DOCUMENT TEXT below:
Image: A scanning electron micrograph (SEM) of infectious particles of the avian H7N9 virus emerging from a cell (Photo courtesy of Medical Xpress).
Avian influenza A (H7N9) is a subtype of influenza viruses that have been detected in birds in the past. This particular A (H7N9) virus had not previously been seen in either animals or people until it was found in March 2013 in China.

However, since then, infections in both humans and birds have been observed. The disease is of concern because most patients have become severely ill. Most of the cases of human infection with this avian H7N9 virus have reported recent exposure to live poultry or potentially contaminated environments, especially markets where live birds have been sold.

Scientists from the Beijing Institute of Microbiology and Epidemiology (Beijing, China) and their colleagues recently sought to understand why despite the importance of immunological memory for protective immunity against viral infection, whether H7N9-specific antibodies and memory T-cell responses remain detectable years after initial infection. The team conducted across-sectional study to investigate the immune memory responses of H7N9 patients who contracted the disease and survived during the 2013–2016 epidemics in China. Sustainability of antibodies and T-cell memory to H7N9 virus were examined. Healthy subjects receiving routine medical examination in physical examination center were recruited as control.
End of DOCUMENT TEXT.
◆ **DIRECTIONS**
- 1) In the text on avian H7N9 influenza, transcribe the passage from "Image: A scanning" to "2013 in China.".
- 2) Render this sentence from the text on avian H7N9 influenza in Spanish: "The disease is of concern because most patients have become severely ill."
DATA PROVIDED below:
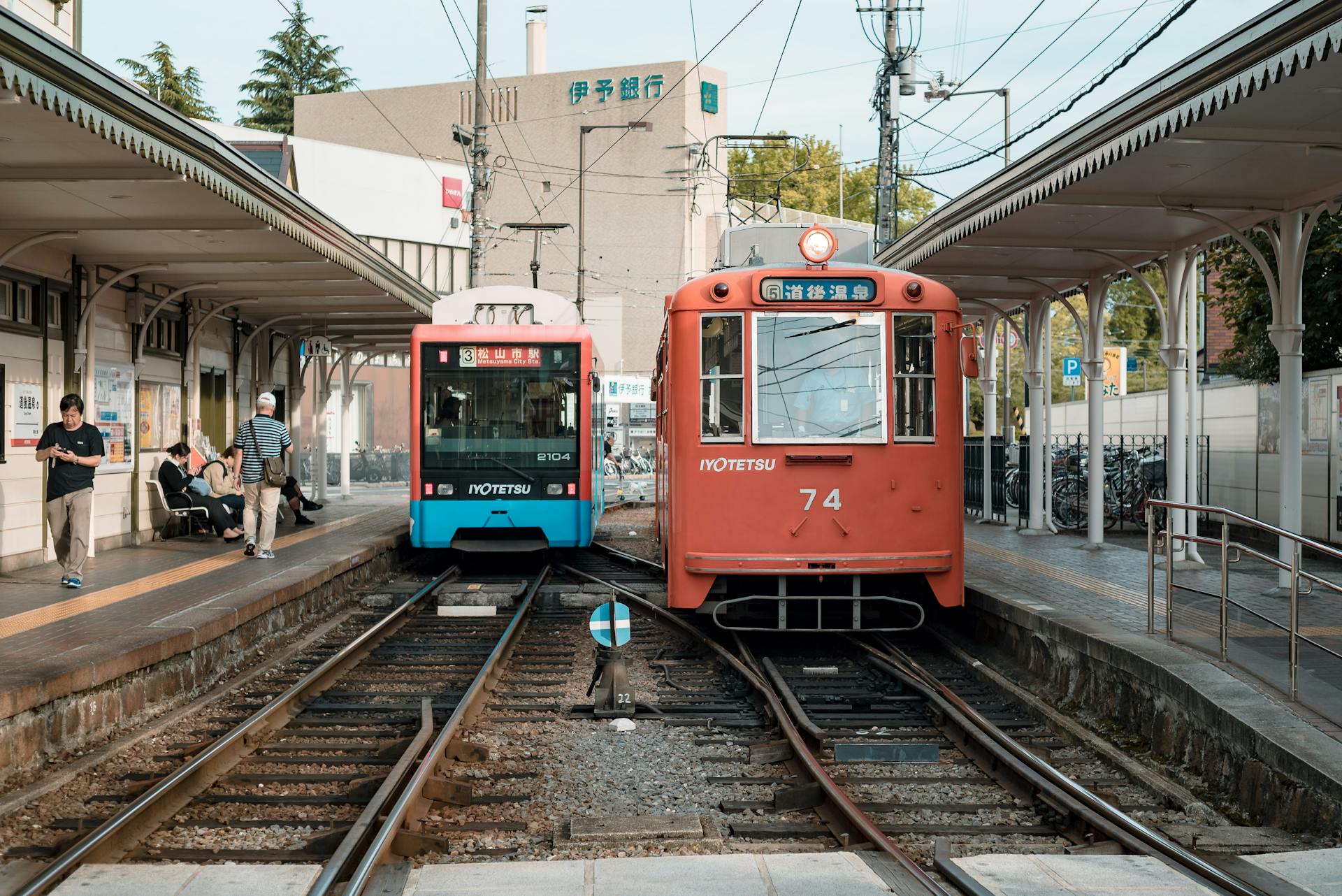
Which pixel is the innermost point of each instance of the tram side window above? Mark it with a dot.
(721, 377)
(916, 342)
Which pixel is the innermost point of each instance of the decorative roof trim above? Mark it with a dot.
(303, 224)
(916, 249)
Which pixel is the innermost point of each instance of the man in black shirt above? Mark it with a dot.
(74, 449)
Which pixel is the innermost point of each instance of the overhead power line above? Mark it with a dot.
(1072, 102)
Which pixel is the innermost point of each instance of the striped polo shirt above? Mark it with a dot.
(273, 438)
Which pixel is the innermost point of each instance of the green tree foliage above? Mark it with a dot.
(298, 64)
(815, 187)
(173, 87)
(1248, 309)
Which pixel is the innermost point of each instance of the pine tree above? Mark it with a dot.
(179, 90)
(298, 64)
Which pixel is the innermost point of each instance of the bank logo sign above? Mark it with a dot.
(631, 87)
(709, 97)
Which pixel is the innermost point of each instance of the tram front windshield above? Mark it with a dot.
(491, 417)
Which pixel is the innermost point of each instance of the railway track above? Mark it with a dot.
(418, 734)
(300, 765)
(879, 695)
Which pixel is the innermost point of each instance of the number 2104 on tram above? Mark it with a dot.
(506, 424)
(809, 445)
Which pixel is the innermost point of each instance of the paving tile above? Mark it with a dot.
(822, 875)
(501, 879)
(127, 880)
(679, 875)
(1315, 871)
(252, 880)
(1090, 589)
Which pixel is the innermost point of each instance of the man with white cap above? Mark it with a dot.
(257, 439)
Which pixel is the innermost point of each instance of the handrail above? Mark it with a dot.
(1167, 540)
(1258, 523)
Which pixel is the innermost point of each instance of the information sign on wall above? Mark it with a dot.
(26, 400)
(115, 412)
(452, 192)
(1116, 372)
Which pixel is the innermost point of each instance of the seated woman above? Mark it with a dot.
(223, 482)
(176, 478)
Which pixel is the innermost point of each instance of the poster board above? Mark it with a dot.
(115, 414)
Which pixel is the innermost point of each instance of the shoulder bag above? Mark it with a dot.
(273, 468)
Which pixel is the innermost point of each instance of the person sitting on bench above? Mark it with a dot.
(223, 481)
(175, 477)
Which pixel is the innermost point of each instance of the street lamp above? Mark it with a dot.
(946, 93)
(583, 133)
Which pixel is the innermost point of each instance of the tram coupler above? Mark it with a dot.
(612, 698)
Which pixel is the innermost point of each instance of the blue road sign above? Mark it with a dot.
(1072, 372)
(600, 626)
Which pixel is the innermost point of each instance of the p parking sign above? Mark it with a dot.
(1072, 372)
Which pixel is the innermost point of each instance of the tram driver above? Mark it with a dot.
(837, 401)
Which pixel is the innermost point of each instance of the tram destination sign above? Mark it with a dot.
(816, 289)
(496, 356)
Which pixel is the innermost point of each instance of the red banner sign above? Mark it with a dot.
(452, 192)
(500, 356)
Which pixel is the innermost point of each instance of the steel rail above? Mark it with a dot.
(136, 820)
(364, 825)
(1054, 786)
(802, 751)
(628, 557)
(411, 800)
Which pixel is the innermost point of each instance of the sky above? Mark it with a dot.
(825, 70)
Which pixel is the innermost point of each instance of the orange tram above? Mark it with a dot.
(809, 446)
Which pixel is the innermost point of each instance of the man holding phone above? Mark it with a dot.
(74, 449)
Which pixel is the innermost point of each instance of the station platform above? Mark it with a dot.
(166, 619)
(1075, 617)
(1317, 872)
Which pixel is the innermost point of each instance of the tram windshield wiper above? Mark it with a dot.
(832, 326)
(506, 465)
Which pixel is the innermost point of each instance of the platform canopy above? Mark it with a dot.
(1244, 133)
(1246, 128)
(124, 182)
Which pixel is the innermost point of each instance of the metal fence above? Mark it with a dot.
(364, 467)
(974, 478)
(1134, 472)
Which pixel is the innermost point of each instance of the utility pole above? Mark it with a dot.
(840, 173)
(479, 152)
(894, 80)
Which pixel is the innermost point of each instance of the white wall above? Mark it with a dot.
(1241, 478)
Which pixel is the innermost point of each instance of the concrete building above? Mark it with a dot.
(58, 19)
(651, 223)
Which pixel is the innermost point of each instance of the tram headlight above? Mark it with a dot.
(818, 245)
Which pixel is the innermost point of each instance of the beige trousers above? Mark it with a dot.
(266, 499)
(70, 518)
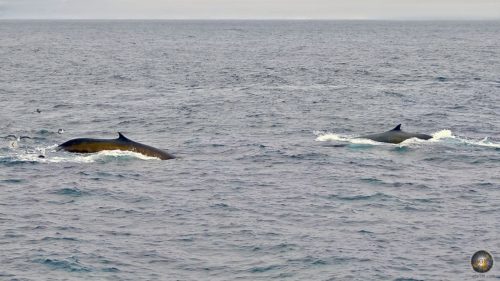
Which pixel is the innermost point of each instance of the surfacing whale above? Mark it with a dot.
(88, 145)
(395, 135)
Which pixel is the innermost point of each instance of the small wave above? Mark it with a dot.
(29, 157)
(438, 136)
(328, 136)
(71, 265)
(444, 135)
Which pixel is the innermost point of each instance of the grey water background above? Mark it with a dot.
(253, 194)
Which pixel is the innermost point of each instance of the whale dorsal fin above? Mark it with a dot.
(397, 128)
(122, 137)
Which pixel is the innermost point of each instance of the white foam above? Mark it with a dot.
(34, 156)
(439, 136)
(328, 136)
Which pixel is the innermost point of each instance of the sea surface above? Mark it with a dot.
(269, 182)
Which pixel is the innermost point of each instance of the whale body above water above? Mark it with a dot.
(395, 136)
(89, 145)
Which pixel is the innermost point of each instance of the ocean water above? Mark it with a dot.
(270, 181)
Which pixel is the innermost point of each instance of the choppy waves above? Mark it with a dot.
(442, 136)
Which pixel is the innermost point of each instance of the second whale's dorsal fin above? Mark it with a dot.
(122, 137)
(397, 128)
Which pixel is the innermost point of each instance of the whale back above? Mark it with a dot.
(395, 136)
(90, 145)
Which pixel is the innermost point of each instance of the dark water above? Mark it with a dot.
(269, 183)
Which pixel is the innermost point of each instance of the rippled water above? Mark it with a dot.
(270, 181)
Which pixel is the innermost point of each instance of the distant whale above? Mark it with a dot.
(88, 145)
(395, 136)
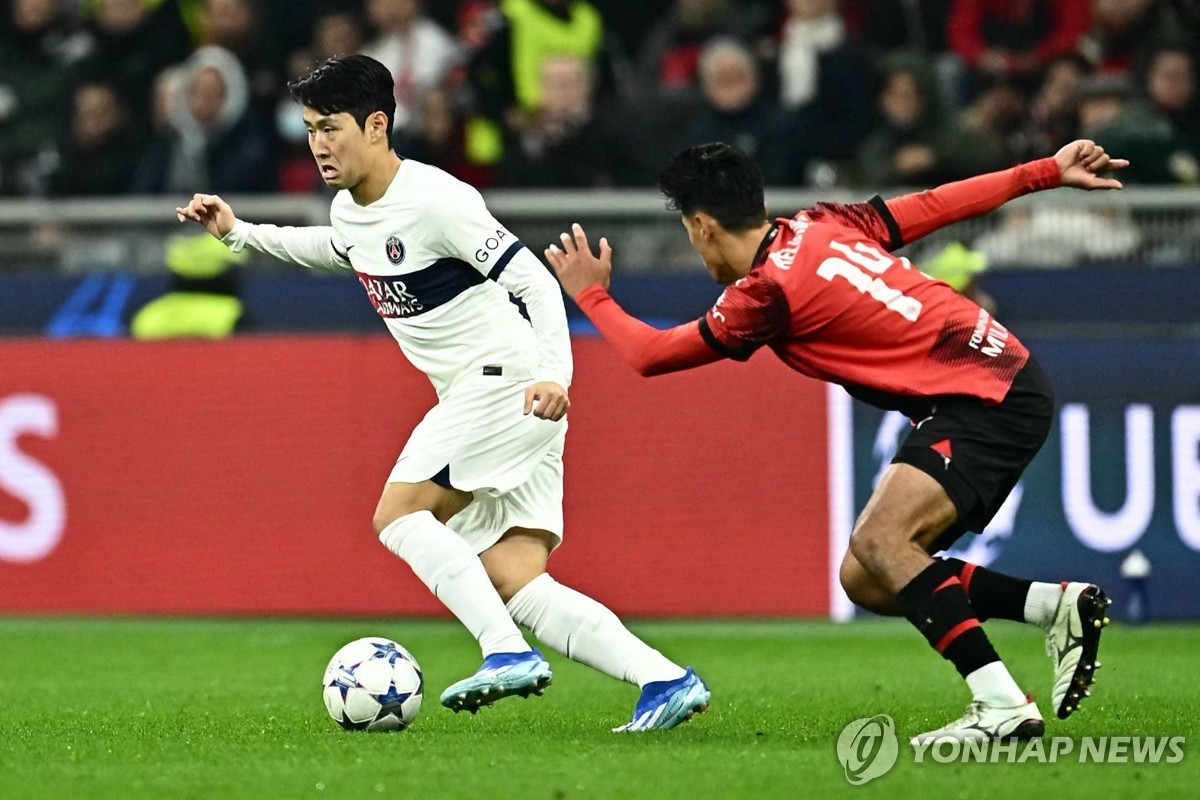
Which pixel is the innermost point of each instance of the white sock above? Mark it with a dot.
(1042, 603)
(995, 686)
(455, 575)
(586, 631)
End of DATA PROVIDED.
◆ **SOLUTION LIST**
- 1)
Image: A scanning electron micrograph (SEM) of infectious particles of the avian H7N9 virus emerging from a cell (Photo courtesy of Medical Xpress).
Avian influenza A (H7N9) is a subtype of influenza viruses that have been detected in birds in the past. This particular A (H7N9) virus had not previously been seen in either animals or people until it was found in March 2013 in China.

- 2) La enfermedad genera preocupación porque la mayoría de los pacientes han enfermado de gravedad.